» The input

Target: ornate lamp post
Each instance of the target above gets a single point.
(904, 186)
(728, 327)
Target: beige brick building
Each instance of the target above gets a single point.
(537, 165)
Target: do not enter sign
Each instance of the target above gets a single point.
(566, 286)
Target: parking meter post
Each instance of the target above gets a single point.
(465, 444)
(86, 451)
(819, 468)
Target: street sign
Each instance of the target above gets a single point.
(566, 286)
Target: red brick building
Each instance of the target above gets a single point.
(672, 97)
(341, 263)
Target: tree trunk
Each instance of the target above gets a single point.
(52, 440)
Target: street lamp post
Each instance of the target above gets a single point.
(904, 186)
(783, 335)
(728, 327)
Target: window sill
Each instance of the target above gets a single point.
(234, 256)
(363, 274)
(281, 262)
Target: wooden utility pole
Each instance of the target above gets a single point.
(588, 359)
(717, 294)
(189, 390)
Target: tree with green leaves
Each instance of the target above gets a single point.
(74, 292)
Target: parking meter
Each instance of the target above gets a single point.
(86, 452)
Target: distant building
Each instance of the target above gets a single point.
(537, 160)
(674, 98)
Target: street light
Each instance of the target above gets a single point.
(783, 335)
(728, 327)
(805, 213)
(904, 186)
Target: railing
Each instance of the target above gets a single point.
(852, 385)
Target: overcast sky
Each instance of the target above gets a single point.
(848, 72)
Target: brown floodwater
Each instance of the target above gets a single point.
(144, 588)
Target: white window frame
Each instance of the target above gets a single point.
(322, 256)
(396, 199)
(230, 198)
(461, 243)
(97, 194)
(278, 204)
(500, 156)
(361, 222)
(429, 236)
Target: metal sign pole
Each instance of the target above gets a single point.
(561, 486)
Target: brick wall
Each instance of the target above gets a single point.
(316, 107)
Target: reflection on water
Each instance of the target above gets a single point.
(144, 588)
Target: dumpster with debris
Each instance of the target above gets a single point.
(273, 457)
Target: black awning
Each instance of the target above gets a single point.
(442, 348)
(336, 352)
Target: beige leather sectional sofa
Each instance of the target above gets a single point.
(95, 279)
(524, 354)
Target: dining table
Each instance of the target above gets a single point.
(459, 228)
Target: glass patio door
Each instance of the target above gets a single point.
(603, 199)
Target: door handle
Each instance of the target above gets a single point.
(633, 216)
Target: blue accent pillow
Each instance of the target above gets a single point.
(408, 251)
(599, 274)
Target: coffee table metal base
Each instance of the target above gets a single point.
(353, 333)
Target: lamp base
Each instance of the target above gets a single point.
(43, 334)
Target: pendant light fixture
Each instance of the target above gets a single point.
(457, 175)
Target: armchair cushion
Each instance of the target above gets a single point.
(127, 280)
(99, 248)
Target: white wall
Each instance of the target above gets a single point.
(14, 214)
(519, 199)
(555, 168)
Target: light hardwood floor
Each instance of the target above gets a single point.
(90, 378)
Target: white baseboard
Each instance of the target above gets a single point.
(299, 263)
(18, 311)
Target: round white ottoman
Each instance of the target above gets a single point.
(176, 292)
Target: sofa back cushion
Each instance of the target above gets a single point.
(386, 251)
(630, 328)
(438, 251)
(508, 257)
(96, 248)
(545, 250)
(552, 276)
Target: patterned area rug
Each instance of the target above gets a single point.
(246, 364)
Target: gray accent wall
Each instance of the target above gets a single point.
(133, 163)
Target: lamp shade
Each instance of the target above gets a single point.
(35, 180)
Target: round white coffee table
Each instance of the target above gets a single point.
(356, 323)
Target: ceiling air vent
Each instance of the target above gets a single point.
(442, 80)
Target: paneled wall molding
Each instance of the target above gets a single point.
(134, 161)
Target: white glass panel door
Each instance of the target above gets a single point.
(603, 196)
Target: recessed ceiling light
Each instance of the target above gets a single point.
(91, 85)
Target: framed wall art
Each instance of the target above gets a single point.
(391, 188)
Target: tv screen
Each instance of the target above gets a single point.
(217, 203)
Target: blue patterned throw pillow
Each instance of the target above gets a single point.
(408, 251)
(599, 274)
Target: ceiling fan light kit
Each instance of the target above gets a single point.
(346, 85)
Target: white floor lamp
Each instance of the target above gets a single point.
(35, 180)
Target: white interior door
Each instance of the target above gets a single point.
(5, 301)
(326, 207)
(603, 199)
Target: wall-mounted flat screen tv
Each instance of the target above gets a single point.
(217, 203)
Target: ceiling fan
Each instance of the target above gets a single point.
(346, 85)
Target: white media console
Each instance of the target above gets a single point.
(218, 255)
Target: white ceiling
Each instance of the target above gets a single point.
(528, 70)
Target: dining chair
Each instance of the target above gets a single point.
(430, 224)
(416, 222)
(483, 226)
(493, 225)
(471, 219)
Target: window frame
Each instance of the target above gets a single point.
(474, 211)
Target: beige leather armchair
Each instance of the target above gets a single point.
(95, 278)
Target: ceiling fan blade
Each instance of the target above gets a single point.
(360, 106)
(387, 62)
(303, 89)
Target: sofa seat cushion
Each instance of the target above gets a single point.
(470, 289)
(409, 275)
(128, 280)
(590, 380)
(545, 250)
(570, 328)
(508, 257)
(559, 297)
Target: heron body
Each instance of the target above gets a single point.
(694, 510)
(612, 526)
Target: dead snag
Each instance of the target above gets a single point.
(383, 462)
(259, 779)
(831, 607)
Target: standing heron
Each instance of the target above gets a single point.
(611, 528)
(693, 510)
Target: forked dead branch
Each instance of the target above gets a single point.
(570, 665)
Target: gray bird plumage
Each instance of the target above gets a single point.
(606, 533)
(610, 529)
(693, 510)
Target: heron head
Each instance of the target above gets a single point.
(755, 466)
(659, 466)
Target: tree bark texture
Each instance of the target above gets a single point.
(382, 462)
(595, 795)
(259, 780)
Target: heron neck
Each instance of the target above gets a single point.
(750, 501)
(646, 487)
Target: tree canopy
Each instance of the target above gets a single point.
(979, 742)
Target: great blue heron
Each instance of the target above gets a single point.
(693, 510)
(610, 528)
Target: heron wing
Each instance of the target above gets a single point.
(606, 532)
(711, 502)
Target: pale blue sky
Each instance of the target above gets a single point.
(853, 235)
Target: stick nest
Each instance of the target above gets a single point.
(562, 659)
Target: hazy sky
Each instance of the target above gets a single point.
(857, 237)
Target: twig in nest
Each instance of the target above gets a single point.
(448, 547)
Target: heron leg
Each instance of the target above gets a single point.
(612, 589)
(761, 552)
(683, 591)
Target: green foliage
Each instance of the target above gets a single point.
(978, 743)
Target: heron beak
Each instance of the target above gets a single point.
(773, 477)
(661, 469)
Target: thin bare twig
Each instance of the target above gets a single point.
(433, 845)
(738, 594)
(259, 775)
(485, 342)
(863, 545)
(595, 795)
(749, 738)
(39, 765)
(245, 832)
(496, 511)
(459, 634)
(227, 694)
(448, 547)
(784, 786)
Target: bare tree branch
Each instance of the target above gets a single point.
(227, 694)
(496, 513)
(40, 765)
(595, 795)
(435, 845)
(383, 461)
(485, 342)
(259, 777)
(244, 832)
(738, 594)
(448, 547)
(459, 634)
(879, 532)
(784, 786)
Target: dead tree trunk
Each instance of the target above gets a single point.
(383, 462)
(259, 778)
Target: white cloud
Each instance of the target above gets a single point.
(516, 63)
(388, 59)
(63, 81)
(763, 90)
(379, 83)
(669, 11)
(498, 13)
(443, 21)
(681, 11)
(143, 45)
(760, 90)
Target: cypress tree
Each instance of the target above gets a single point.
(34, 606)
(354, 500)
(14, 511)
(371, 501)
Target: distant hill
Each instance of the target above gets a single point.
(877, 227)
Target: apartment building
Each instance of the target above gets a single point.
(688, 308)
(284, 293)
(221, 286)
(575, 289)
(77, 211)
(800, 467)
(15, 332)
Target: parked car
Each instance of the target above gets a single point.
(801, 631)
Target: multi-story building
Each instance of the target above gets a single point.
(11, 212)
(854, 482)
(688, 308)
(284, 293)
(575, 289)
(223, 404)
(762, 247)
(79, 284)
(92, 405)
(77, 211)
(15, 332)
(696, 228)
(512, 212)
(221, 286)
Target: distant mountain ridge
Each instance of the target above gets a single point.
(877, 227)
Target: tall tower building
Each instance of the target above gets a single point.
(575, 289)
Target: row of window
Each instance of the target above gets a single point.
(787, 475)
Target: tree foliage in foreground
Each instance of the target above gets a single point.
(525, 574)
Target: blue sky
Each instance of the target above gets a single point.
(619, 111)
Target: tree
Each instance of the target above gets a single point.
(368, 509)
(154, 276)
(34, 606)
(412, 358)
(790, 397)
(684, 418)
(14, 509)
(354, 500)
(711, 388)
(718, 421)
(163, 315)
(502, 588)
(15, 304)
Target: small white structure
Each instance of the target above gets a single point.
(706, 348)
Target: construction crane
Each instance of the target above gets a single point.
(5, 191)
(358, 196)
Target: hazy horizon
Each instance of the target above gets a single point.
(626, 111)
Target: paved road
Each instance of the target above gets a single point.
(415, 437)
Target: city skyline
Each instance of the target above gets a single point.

» What to work on
Take the line with "Target: dead tree trunk" and all lines after it through the end of the records, and write them out exactly; include nothing else.

» Response for this exercise
Target: dead tree trunk
Each instance of the target above gets a single point.
(383, 462)
(259, 778)
Target: white cloud
Each instance of the target above gets a single point.
(516, 63)
(388, 59)
(63, 81)
(763, 90)
(379, 83)
(669, 11)
(498, 13)
(443, 21)
(681, 11)
(143, 45)
(760, 90)
Target: cypress tree
Each instance of the target above gets a single point.
(34, 606)
(354, 500)
(14, 511)
(371, 501)
Target: distant hill
Each instance of the target above gets a single point.
(877, 227)
Target: apartment building
Each instance of the target above gets a single point.
(688, 308)
(284, 293)
(221, 286)
(575, 289)
(77, 211)
(800, 467)
(15, 332)
Target: parked car
Each instance of the target above gets a single point.
(801, 631)
Target: multi-story building
Each instance of the target above gets a single point.
(11, 212)
(854, 482)
(688, 308)
(284, 293)
(575, 289)
(223, 404)
(762, 247)
(79, 284)
(92, 405)
(77, 211)
(15, 332)
(696, 228)
(512, 212)
(221, 286)
Target: distant mountain ridge
Each instance of the target above gets a single point.
(877, 227)
Target: tall tower building
Each instance of the target above gets a single point.
(575, 289)
Target: row of window
Each instance of the target above gets a single point.
(787, 475)
Target: tree foliage in foreground
Each instance of the target above gets a single point.
(525, 574)
Target: blue sky
Each instance of the target above gets a single point.
(619, 111)
Target: tree
Each instance of the target above gets a single point.
(368, 509)
(154, 276)
(34, 606)
(412, 358)
(790, 397)
(684, 418)
(14, 509)
(354, 500)
(711, 388)
(718, 421)
(163, 315)
(502, 588)
(15, 304)
Target: small white structure
Each instance of the target above gets a single point.
(706, 348)
Target: construction crane
Each instance of the target above gets a single point.
(5, 191)
(358, 196)
Target: hazy horizon
Each instance of the target above gets a single point.
(626, 111)
Target: paved road
Each instance of the target above gets a single point.
(415, 437)
Target: city skyline
Each instance of the target above gets a single point.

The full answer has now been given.